[Object location annotation data]
==============================
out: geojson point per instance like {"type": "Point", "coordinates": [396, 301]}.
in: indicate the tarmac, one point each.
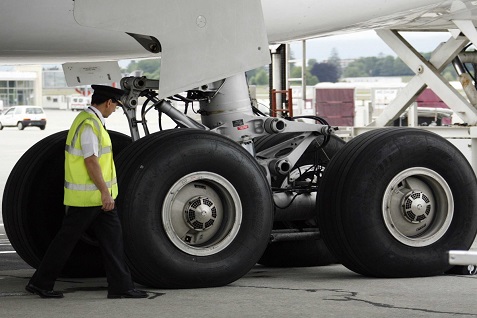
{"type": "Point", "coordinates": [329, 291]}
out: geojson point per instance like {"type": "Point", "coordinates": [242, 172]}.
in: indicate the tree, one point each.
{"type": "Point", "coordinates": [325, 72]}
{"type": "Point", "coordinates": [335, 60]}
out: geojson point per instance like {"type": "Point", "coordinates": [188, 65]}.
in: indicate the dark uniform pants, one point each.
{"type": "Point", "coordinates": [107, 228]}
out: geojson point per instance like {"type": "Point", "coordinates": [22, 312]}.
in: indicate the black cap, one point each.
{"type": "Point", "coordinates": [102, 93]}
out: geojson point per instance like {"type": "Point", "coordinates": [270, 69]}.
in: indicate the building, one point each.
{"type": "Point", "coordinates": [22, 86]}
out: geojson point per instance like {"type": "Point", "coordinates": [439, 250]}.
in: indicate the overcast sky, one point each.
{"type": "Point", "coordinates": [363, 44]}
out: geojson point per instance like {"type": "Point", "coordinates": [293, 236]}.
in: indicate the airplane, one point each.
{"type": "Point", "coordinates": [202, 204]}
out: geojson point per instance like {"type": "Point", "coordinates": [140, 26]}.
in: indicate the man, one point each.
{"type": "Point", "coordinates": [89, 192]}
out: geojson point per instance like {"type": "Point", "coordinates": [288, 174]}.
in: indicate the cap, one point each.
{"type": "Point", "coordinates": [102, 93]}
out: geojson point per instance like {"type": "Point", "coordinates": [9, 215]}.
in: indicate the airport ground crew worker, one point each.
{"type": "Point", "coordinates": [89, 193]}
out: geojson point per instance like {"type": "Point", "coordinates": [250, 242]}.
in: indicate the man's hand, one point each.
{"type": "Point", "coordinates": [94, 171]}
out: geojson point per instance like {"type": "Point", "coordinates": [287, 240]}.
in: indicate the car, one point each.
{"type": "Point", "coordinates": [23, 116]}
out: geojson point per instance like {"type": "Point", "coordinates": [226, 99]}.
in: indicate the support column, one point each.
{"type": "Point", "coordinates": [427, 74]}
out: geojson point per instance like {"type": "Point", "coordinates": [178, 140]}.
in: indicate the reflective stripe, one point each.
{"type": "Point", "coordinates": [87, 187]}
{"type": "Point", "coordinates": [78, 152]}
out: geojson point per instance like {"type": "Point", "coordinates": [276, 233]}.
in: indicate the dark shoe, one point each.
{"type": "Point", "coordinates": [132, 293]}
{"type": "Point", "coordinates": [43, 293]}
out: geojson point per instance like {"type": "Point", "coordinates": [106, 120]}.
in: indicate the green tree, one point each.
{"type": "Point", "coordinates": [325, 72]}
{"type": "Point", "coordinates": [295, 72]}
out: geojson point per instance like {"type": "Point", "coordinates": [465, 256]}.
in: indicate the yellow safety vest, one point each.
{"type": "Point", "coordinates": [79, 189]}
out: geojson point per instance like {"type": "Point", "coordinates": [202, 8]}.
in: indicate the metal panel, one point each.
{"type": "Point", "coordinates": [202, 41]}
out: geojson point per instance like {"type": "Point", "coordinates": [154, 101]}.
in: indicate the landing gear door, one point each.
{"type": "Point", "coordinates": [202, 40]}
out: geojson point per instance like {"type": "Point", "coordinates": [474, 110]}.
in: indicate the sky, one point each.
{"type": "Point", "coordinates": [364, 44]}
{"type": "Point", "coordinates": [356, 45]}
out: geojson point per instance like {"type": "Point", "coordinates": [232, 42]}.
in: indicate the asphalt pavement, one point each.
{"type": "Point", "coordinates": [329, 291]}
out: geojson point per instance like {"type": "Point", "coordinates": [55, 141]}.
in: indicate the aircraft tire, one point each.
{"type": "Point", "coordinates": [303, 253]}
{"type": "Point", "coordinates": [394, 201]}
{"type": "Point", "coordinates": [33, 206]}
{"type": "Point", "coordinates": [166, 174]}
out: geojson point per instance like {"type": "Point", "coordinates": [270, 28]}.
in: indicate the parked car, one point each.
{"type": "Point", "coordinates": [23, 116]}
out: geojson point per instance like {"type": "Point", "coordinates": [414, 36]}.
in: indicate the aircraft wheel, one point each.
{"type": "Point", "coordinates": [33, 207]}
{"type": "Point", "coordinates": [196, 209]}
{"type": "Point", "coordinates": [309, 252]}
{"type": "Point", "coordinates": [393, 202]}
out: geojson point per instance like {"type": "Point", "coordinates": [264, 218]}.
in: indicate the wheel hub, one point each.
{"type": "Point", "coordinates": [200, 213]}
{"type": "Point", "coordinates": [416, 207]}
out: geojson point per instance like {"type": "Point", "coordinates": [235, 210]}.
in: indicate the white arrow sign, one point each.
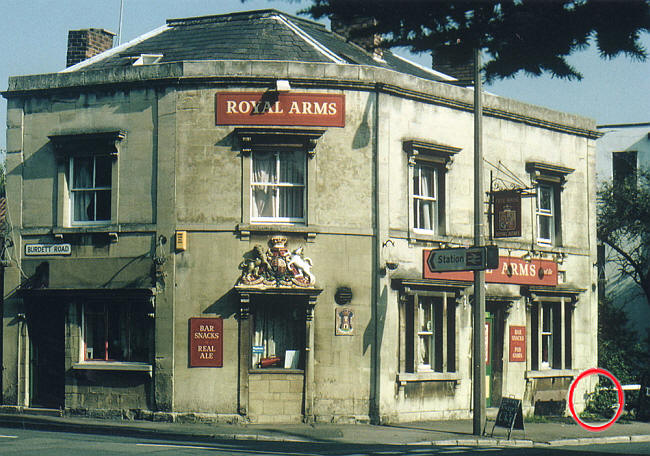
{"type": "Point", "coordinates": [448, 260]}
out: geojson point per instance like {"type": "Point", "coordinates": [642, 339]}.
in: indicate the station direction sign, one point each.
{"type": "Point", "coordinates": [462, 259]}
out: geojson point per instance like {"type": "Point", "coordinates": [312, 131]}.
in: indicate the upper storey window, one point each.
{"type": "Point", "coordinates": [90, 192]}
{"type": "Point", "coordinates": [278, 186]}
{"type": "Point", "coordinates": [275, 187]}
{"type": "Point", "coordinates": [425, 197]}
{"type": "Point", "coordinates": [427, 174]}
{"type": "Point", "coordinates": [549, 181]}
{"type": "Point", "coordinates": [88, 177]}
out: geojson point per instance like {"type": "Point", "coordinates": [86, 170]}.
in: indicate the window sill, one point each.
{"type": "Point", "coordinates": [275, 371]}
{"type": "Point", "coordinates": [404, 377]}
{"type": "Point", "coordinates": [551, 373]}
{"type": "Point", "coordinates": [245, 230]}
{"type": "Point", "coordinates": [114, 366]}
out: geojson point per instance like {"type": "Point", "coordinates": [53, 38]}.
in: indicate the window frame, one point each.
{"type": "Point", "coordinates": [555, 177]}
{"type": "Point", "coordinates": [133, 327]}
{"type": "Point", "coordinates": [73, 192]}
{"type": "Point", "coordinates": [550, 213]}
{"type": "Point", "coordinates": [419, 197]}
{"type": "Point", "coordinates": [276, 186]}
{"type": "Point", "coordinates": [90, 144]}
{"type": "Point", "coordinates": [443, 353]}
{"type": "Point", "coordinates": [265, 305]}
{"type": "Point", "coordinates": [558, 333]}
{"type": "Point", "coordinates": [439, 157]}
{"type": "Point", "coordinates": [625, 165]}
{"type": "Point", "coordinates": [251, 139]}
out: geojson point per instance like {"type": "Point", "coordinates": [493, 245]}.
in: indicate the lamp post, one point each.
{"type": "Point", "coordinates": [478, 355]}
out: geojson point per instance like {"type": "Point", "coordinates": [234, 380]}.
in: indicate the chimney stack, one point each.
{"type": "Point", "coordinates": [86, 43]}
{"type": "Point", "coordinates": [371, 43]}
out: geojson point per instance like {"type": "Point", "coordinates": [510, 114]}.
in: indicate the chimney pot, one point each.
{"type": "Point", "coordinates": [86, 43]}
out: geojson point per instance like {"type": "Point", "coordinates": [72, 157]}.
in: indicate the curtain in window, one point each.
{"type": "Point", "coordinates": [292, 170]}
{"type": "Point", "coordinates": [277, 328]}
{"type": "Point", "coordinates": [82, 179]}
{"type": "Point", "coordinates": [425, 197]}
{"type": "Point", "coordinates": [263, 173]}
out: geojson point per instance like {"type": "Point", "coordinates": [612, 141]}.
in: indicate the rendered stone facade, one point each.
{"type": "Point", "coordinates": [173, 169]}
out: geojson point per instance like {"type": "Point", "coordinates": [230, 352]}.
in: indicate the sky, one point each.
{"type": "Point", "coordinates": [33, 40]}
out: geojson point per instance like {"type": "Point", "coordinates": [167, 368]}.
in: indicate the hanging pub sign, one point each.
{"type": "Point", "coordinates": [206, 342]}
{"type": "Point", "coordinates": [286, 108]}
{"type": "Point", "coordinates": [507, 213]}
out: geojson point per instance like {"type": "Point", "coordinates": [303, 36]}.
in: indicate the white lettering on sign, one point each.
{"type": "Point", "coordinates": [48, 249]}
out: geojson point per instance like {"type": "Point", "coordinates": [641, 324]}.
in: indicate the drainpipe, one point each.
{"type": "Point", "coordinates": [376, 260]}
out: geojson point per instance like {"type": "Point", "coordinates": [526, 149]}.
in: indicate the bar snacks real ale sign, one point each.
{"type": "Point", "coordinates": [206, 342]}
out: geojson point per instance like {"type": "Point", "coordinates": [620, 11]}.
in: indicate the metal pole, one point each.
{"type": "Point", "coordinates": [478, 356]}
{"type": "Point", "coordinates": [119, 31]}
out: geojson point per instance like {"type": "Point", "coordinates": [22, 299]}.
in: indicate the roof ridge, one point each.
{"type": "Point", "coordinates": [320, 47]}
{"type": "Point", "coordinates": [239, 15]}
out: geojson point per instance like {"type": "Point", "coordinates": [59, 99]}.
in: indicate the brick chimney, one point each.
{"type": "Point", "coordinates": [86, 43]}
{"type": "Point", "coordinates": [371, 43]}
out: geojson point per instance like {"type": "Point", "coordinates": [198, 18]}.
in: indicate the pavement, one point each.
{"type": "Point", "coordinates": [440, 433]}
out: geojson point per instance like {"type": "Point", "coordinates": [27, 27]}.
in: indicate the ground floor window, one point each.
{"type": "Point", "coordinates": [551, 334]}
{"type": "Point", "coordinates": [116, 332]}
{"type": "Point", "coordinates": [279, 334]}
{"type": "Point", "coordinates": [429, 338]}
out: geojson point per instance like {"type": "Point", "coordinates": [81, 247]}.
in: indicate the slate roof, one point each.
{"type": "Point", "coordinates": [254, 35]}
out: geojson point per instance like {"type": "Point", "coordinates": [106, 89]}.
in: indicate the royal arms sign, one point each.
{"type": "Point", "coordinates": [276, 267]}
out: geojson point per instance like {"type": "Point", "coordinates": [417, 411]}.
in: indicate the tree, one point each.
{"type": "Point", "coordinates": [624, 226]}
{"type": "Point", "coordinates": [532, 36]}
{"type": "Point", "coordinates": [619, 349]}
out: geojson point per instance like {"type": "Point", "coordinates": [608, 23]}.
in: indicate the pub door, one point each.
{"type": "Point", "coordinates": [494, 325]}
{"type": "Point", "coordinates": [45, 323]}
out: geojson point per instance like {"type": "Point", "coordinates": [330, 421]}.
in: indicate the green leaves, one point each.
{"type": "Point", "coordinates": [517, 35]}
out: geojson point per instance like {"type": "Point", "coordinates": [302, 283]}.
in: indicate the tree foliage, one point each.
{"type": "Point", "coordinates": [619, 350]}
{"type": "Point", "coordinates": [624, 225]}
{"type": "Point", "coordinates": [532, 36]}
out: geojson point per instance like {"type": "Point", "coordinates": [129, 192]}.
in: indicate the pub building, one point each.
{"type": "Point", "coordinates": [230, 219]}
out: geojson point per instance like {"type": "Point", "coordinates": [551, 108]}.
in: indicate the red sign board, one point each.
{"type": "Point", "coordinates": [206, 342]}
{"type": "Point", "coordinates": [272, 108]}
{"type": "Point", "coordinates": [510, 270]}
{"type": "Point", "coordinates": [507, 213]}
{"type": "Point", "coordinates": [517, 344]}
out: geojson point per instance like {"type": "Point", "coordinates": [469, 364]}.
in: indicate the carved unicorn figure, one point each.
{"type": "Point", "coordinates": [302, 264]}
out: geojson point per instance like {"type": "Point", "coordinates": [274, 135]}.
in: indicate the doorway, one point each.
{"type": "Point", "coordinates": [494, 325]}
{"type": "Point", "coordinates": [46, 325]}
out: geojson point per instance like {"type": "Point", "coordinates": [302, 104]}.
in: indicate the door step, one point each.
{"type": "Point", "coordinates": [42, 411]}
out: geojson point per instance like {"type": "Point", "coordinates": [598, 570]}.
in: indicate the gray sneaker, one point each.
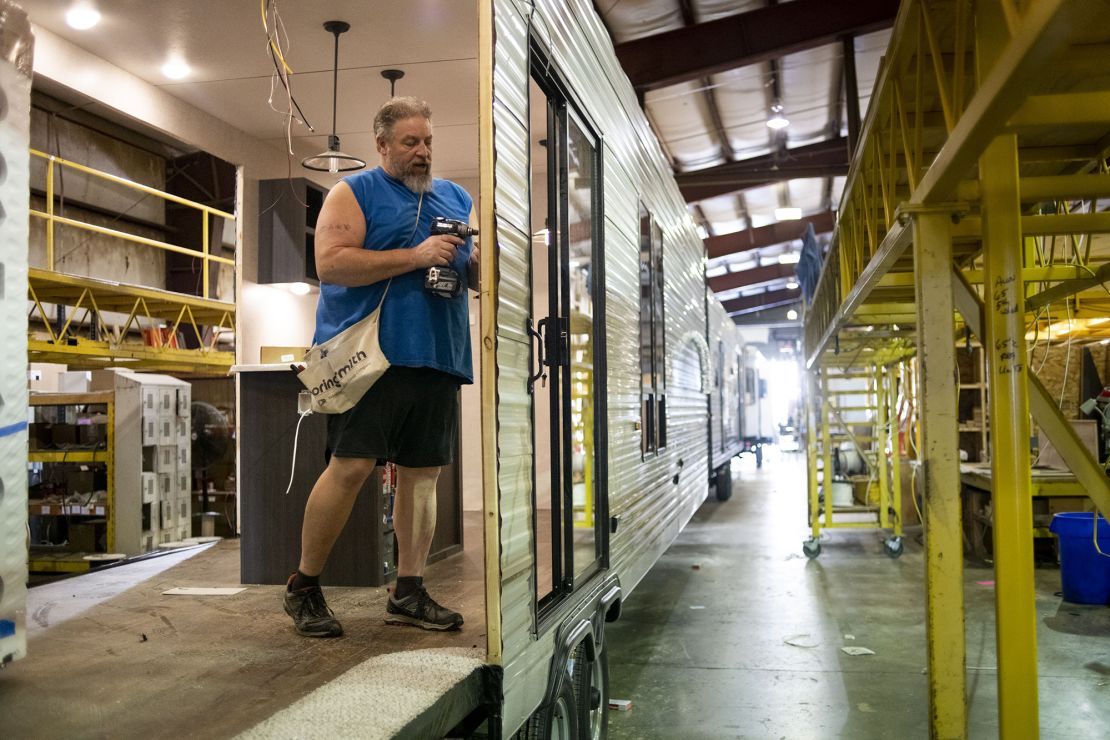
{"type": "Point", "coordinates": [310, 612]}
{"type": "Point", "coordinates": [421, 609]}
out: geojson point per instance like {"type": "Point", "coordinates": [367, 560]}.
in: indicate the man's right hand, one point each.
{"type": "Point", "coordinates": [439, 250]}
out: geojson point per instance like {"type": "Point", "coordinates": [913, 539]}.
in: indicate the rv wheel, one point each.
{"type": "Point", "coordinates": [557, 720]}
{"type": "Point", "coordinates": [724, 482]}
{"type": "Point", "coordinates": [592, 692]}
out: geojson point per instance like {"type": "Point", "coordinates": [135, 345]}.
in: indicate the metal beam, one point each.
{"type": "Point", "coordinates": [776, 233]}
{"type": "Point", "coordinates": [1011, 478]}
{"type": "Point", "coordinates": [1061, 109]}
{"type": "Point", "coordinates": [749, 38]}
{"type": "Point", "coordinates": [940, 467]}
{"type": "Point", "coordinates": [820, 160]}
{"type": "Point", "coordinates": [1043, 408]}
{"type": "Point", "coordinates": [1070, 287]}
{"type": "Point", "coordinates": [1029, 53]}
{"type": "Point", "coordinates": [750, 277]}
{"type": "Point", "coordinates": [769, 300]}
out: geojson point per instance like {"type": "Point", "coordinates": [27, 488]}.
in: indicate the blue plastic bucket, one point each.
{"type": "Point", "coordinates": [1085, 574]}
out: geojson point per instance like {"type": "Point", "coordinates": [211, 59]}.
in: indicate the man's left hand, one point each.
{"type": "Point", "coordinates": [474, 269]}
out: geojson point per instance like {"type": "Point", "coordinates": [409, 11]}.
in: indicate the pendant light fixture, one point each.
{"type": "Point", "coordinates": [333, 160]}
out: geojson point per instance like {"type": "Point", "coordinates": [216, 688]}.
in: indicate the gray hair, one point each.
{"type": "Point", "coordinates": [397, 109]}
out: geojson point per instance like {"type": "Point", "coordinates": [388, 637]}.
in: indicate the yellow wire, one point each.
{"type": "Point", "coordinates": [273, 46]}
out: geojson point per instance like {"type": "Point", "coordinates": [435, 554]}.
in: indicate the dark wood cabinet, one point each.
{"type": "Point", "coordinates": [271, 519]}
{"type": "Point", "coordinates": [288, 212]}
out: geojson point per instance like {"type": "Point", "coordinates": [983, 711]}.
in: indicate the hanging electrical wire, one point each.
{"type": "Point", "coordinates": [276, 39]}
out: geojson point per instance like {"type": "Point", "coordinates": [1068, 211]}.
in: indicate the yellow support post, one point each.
==============================
Pull out every line of the material above that contains the string "hand", treating uppercase and lowercase as different.

▸ **Solved exercise**:
in: indicate the man's hand, one point each.
in: indicate the man's right hand, one point each.
in: indicate the man's left hand, one point each.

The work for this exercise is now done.